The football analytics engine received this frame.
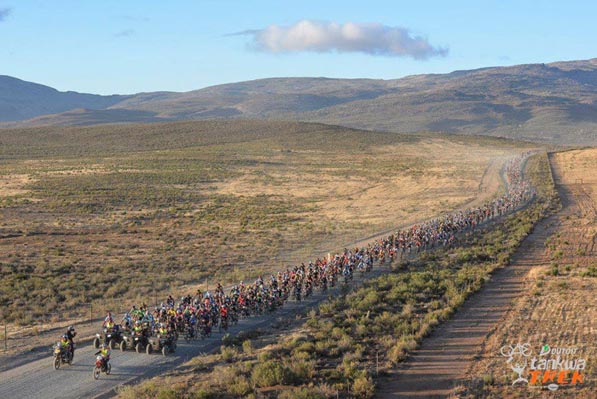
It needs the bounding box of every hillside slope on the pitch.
[0,75,128,122]
[0,59,597,145]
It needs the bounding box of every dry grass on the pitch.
[0,121,521,332]
[460,149,597,398]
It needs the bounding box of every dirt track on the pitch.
[377,155,573,398]
[0,155,516,399]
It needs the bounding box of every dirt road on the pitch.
[0,154,516,399]
[377,155,563,398]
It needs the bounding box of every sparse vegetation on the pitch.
[0,121,518,324]
[113,152,551,398]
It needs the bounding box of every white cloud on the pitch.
[238,20,448,60]
[114,29,135,37]
[0,8,12,22]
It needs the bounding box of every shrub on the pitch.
[278,387,326,399]
[243,339,253,355]
[227,375,252,397]
[352,371,375,399]
[251,360,287,387]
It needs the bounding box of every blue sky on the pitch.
[0,0,597,94]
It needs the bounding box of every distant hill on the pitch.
[0,75,128,122]
[0,59,597,145]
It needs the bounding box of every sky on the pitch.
[0,0,597,94]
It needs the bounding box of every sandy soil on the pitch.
[378,150,597,398]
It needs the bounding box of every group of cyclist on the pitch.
[57,153,535,376]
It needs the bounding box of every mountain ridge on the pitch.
[0,58,597,145]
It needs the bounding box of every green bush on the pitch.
[251,360,288,388]
[352,371,375,399]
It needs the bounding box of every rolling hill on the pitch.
[0,75,129,122]
[0,59,597,145]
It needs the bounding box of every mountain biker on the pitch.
[59,334,70,353]
[65,326,77,357]
[95,343,110,368]
[102,312,114,330]
[158,323,169,337]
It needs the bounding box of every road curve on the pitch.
[0,155,520,399]
[0,264,390,399]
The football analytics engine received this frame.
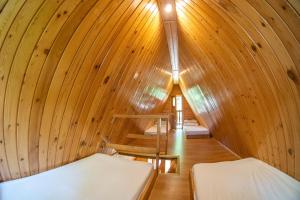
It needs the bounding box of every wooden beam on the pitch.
[126,133,167,140]
[106,143,156,154]
[113,114,169,119]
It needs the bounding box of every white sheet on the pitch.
[0,154,153,200]
[145,124,170,135]
[192,158,300,200]
[183,126,209,135]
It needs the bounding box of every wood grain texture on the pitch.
[177,0,300,180]
[0,0,172,181]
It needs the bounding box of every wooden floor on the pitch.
[149,131,237,200]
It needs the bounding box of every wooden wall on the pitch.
[163,84,201,123]
[177,0,300,179]
[0,0,172,181]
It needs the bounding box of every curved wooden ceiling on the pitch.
[177,0,300,179]
[0,0,300,181]
[0,0,172,181]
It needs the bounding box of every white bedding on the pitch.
[183,126,209,135]
[145,124,170,135]
[192,158,300,200]
[0,154,153,200]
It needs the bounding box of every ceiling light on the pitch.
[165,3,173,13]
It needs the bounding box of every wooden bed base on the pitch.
[185,134,210,139]
[189,169,196,200]
[138,170,157,200]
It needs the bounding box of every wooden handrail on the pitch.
[113,114,170,119]
[106,143,157,154]
[126,133,167,140]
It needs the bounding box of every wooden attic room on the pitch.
[0,0,300,200]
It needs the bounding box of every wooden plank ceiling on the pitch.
[0,0,300,181]
[177,0,300,179]
[0,0,172,181]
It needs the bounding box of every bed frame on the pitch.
[101,114,171,200]
[138,170,158,200]
[189,169,196,200]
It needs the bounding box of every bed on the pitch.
[144,121,171,135]
[190,158,300,200]
[183,120,210,139]
[0,153,156,200]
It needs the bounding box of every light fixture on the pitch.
[172,70,179,84]
[165,3,173,13]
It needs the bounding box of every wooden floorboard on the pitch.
[145,131,238,200]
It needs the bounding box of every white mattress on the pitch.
[192,158,300,200]
[145,124,170,135]
[183,126,209,135]
[0,154,153,200]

----------------------------------------

> [SHORT TASK] Starting at the line that contains "It needs the bounding box of every bed on" and continuing through the end of the records, write out every line again, requests included. Multiply each bounding-box coordinate by 2.35 and round it to a whole number, with halves rounding up.

> [WORKED SOLUTION]
It needs the bounding box of every bed on the pitch.
[338,284,402,317]
[447,371,705,470]
[430,282,494,327]
[0,360,367,470]
It needs the bounding box of every light fixture on the pitch.
[404,165,421,197]
[388,7,407,31]
It needs the bounding box of every wooden floorboard on the pitch.
[341,308,559,470]
It needs the bounding box of every white mattress on the pitch.
[451,371,705,470]
[341,291,400,317]
[430,296,491,317]
[0,362,360,470]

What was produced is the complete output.